Work to be completed => Could you print the listing again exactly, omitting the pictures?

Supplied data =>
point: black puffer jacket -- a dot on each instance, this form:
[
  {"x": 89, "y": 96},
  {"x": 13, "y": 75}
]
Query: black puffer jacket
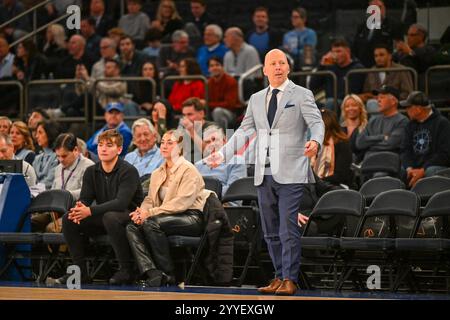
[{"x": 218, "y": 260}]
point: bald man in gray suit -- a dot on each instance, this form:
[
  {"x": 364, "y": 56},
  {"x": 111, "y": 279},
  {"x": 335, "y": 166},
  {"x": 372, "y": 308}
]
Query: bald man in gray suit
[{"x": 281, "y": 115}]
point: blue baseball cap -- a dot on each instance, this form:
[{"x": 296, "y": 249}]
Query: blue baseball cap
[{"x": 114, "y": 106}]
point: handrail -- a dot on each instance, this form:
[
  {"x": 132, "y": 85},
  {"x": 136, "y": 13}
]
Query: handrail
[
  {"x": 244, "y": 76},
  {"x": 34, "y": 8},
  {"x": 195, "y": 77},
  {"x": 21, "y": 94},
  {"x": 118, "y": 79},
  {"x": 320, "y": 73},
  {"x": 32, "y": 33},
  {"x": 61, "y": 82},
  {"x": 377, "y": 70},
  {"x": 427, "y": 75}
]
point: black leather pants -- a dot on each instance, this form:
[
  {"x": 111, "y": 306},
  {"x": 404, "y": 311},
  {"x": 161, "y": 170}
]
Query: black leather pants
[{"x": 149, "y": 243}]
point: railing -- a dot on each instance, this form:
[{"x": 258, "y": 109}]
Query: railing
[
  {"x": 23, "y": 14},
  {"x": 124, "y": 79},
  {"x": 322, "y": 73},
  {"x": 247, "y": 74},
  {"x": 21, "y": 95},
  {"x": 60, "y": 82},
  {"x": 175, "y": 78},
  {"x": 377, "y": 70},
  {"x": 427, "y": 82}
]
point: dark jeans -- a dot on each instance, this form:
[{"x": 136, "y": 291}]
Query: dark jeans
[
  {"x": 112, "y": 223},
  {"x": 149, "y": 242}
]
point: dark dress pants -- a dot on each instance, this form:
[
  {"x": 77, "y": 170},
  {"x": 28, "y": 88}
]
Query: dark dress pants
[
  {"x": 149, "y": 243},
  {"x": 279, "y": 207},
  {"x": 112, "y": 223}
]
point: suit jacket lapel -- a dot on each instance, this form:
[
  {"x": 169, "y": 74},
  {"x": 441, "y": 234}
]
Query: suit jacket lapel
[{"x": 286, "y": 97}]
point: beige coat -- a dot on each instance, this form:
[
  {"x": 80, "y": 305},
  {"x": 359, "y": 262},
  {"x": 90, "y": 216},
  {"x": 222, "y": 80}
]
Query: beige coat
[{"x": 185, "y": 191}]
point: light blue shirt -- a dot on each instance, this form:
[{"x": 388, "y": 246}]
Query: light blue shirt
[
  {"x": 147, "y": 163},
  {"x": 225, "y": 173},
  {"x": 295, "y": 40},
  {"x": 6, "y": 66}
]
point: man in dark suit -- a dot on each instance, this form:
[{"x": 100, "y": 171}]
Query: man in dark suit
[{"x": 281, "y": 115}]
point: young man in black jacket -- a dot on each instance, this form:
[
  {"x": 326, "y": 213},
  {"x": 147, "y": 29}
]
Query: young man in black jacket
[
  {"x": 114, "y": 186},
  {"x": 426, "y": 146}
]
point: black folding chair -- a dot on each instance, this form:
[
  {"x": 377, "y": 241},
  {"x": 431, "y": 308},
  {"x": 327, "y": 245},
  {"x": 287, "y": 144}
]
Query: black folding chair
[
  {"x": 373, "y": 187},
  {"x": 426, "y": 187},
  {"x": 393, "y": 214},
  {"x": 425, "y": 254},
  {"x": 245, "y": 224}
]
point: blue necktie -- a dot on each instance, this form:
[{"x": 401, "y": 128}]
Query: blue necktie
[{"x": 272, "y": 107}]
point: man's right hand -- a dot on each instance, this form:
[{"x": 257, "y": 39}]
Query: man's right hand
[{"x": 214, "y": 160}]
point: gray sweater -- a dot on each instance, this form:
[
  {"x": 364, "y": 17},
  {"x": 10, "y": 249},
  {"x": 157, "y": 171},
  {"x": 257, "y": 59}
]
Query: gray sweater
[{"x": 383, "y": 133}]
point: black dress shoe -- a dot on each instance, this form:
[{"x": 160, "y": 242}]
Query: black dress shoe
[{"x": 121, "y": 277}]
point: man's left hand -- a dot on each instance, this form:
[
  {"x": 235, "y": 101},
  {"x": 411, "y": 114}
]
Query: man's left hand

Your response =>
point: black puffer jacket -- a dot on each instance, this form:
[
  {"x": 89, "y": 96},
  {"x": 13, "y": 75}
]
Query: black puffer jacket
[{"x": 218, "y": 260}]
point: bald man in gray suit -- a dot on each instance, this form:
[
  {"x": 364, "y": 56},
  {"x": 111, "y": 279},
  {"x": 335, "y": 166},
  {"x": 372, "y": 308}
]
Query: bald man in gray suit
[{"x": 281, "y": 115}]
point: blue baseball cap -- a dot on each instance, this form:
[{"x": 296, "y": 249}]
Query: blue baseball cap
[{"x": 114, "y": 106}]
point: handrail -- a dot on each instance, this form:
[
  {"x": 132, "y": 85},
  {"x": 136, "y": 13}
]
Query: handrail
[
  {"x": 244, "y": 76},
  {"x": 34, "y": 8},
  {"x": 195, "y": 77},
  {"x": 21, "y": 94},
  {"x": 118, "y": 79},
  {"x": 320, "y": 73},
  {"x": 32, "y": 33},
  {"x": 61, "y": 82},
  {"x": 377, "y": 70},
  {"x": 427, "y": 75}
]
point: black leather pants -- a dot on each instance, this form:
[
  {"x": 111, "y": 306},
  {"x": 404, "y": 311},
  {"x": 161, "y": 170}
]
Query: black leather pants
[{"x": 149, "y": 243}]
point: railing -- a dot on each instance, this form:
[{"x": 258, "y": 109}]
Query: railing
[
  {"x": 23, "y": 14},
  {"x": 124, "y": 79},
  {"x": 322, "y": 73},
  {"x": 247, "y": 74},
  {"x": 21, "y": 95},
  {"x": 60, "y": 82},
  {"x": 175, "y": 78},
  {"x": 377, "y": 70},
  {"x": 427, "y": 82}
]
point: dark jeans -- a dot on each instance, this form:
[{"x": 136, "y": 291}]
Query: dark jeans
[
  {"x": 112, "y": 223},
  {"x": 149, "y": 242}
]
point: dark dress pants -- a dot on each instance, this form:
[
  {"x": 77, "y": 170},
  {"x": 28, "y": 88}
]
Query: dark dress pants
[
  {"x": 149, "y": 243},
  {"x": 279, "y": 207},
  {"x": 112, "y": 223}
]
point: suit jacket lapel -- a dot on each instance, this form:
[
  {"x": 169, "y": 74},
  {"x": 441, "y": 234}
]
Query: suit jacket lapel
[{"x": 286, "y": 97}]
point: beige coat -- a dot on each instance, this form:
[
  {"x": 80, "y": 305},
  {"x": 359, "y": 262},
  {"x": 90, "y": 216},
  {"x": 222, "y": 80}
]
Query: beige coat
[{"x": 185, "y": 191}]
point: light blue shirt -- a dot on each instance, this form:
[{"x": 388, "y": 246}]
Query: light blue shirt
[
  {"x": 147, "y": 163},
  {"x": 225, "y": 173},
  {"x": 295, "y": 40},
  {"x": 6, "y": 66}
]
point: man in dark suit -- a dot on each instance, this form:
[{"x": 100, "y": 171}]
Query: man in dark suit
[{"x": 281, "y": 115}]
point: young man in black jacket -- a dot on each instance, this form:
[
  {"x": 326, "y": 213},
  {"x": 147, "y": 29}
]
Query: young man in black jacket
[
  {"x": 114, "y": 186},
  {"x": 426, "y": 146}
]
point: black folding chair -- a dot on each instance, this form:
[
  {"x": 377, "y": 241},
  {"x": 431, "y": 308},
  {"x": 327, "y": 245},
  {"x": 287, "y": 144}
]
Query: black folding chair
[
  {"x": 373, "y": 187},
  {"x": 426, "y": 187},
  {"x": 393, "y": 214},
  {"x": 425, "y": 254},
  {"x": 245, "y": 224}
]
point: blue necktie -- a dot on each instance, this form:
[{"x": 401, "y": 128}]
Query: blue necktie
[{"x": 272, "y": 107}]
point: man's right hand -- a dot on each instance, this form:
[{"x": 257, "y": 39}]
Query: man's right hand
[{"x": 214, "y": 160}]
point: gray sweater -- a dot on each instance, this form:
[
  {"x": 364, "y": 17},
  {"x": 10, "y": 249},
  {"x": 157, "y": 171},
  {"x": 257, "y": 59}
]
Query: gray sweater
[{"x": 383, "y": 133}]
point: black dress shoe -- a dot on each instance, this form:
[{"x": 160, "y": 242}]
Query: black dress shoe
[{"x": 121, "y": 277}]
point: man's left hand -- a dot on each instance, this form:
[
  {"x": 235, "y": 101},
  {"x": 411, "y": 114}
]
Query: man's left hand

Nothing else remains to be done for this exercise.